■ INFORMATION GIVEN:
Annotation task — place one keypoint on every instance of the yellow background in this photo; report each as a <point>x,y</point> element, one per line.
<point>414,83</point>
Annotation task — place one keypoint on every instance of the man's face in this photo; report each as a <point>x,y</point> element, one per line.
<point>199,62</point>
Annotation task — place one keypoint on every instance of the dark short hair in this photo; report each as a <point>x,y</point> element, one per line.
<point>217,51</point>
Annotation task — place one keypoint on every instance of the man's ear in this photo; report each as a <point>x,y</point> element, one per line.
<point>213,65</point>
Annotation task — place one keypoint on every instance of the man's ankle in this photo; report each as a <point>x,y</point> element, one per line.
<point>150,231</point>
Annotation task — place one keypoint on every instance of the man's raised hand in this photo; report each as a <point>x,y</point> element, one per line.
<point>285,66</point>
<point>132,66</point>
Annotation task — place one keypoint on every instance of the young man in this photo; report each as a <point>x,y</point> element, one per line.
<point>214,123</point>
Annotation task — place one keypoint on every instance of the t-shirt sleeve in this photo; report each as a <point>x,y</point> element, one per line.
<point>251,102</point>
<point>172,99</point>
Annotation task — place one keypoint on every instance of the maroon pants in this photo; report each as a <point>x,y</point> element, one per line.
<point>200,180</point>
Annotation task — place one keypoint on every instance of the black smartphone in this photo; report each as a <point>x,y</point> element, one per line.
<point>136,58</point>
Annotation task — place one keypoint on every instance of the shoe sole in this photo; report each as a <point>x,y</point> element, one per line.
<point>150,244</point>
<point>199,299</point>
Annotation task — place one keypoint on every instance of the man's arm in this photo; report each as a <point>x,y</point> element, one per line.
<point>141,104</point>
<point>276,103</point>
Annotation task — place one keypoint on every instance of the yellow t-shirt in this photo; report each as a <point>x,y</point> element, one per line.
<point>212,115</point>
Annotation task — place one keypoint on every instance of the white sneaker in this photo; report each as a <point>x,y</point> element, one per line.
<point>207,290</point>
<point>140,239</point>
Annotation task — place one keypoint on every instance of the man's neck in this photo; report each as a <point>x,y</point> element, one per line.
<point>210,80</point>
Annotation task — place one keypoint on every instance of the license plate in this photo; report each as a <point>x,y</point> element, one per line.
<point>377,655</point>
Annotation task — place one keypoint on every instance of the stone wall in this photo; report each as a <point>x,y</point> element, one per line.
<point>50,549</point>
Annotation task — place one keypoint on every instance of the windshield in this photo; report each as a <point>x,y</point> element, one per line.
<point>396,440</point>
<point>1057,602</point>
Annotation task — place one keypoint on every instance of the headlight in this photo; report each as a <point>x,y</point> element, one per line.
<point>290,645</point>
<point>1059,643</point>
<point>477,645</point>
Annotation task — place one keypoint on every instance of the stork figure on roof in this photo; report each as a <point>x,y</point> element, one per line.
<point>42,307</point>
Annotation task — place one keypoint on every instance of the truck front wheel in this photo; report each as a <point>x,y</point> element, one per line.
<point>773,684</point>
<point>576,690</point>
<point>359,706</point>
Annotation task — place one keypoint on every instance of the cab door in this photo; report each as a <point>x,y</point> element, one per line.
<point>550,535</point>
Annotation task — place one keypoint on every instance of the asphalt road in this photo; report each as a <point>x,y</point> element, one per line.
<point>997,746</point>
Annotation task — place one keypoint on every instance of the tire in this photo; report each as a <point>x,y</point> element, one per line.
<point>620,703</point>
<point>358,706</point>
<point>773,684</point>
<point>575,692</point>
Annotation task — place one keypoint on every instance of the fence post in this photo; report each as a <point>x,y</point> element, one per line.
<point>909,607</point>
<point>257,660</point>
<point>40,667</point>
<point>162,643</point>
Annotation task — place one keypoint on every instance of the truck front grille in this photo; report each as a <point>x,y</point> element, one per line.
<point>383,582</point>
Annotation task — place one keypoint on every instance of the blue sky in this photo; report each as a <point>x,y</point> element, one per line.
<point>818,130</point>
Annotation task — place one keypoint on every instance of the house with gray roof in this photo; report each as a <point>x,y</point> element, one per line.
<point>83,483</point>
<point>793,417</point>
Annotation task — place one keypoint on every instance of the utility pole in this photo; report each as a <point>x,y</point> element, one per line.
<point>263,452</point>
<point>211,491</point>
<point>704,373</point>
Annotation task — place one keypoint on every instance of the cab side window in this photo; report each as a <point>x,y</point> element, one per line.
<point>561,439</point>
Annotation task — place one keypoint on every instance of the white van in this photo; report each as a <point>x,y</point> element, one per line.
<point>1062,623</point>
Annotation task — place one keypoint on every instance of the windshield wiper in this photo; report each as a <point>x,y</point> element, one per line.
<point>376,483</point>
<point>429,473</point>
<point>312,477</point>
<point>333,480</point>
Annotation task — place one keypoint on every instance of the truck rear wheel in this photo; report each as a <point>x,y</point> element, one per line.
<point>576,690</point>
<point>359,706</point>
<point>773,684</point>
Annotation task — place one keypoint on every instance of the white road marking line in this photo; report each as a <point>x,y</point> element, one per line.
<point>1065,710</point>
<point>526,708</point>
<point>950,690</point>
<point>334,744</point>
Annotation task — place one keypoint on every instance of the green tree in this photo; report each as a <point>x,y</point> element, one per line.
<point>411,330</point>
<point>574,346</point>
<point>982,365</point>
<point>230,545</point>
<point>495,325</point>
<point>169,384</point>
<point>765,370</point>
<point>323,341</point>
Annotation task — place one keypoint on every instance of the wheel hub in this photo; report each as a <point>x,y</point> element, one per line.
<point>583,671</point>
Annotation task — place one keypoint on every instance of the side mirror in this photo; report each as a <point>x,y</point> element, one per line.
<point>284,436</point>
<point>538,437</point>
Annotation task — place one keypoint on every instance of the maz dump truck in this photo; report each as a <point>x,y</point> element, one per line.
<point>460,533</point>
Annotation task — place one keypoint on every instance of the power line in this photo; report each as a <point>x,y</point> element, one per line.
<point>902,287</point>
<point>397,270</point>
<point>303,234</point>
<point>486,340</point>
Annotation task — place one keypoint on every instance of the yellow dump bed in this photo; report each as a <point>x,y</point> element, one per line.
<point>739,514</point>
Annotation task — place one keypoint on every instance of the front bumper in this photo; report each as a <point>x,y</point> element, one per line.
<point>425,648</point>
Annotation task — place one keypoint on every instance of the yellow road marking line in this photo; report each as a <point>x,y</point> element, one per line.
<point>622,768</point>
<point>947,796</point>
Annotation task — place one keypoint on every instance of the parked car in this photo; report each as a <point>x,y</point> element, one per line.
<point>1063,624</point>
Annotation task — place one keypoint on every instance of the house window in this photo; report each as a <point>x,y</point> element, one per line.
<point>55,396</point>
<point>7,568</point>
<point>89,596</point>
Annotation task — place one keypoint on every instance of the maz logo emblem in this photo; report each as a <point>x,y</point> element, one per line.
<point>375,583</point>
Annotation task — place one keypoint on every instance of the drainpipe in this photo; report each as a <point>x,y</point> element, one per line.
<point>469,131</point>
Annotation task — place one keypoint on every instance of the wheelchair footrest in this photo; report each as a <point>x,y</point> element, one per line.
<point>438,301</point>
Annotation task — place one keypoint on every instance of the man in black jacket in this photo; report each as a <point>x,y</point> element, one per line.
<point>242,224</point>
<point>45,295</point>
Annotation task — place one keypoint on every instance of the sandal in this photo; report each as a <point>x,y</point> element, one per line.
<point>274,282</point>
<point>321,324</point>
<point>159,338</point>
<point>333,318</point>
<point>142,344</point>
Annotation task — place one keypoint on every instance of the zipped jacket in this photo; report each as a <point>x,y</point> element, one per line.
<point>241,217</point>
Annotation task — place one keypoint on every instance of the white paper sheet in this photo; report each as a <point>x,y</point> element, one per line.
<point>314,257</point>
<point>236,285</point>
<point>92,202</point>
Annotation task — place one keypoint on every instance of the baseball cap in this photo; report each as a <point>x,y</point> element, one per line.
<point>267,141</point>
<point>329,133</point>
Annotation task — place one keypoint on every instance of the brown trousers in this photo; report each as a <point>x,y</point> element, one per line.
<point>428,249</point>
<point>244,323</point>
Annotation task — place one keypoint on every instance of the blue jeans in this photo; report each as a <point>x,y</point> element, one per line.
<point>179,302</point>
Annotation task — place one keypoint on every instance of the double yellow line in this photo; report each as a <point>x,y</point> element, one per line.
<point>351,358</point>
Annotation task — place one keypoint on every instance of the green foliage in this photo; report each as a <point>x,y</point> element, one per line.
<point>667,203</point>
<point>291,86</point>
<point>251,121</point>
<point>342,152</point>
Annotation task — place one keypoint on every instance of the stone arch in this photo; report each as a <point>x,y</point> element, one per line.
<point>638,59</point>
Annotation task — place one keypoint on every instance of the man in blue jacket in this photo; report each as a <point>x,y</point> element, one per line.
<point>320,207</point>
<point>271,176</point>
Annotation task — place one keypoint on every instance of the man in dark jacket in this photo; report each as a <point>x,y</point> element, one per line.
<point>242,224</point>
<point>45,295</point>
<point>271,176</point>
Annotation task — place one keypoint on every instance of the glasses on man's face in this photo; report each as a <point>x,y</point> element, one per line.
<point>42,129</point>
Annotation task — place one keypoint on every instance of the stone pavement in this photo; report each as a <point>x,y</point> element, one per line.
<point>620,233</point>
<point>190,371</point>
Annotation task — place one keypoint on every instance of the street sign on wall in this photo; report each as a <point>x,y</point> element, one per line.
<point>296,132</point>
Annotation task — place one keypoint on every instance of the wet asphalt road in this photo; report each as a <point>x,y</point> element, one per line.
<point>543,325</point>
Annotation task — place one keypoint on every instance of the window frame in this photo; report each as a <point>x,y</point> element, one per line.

■ AIM OF THE EXERCISE:
Please recast the stretch of entries above, from the line containing "of the asphalt" through the line containing "<point>575,692</point>", as a Markdown table with columns No. and Text, one row per line and blank lines left out.

■ SOLUTION FOR THIS TASK:
| No. | Text |
|---|---|
| 1 | Annotation task — place one keypoint on every instance of the asphalt road in this photo; report each as a <point>x,y</point> element, one per line. |
| 2 | <point>997,746</point> |
| 3 | Annotation task — place one keypoint on every instance of the tire in this photo; report each as a <point>x,y</point> element, one per line. |
| 4 | <point>620,703</point> |
| 5 | <point>358,706</point> |
| 6 | <point>773,684</point> |
| 7 | <point>575,692</point> |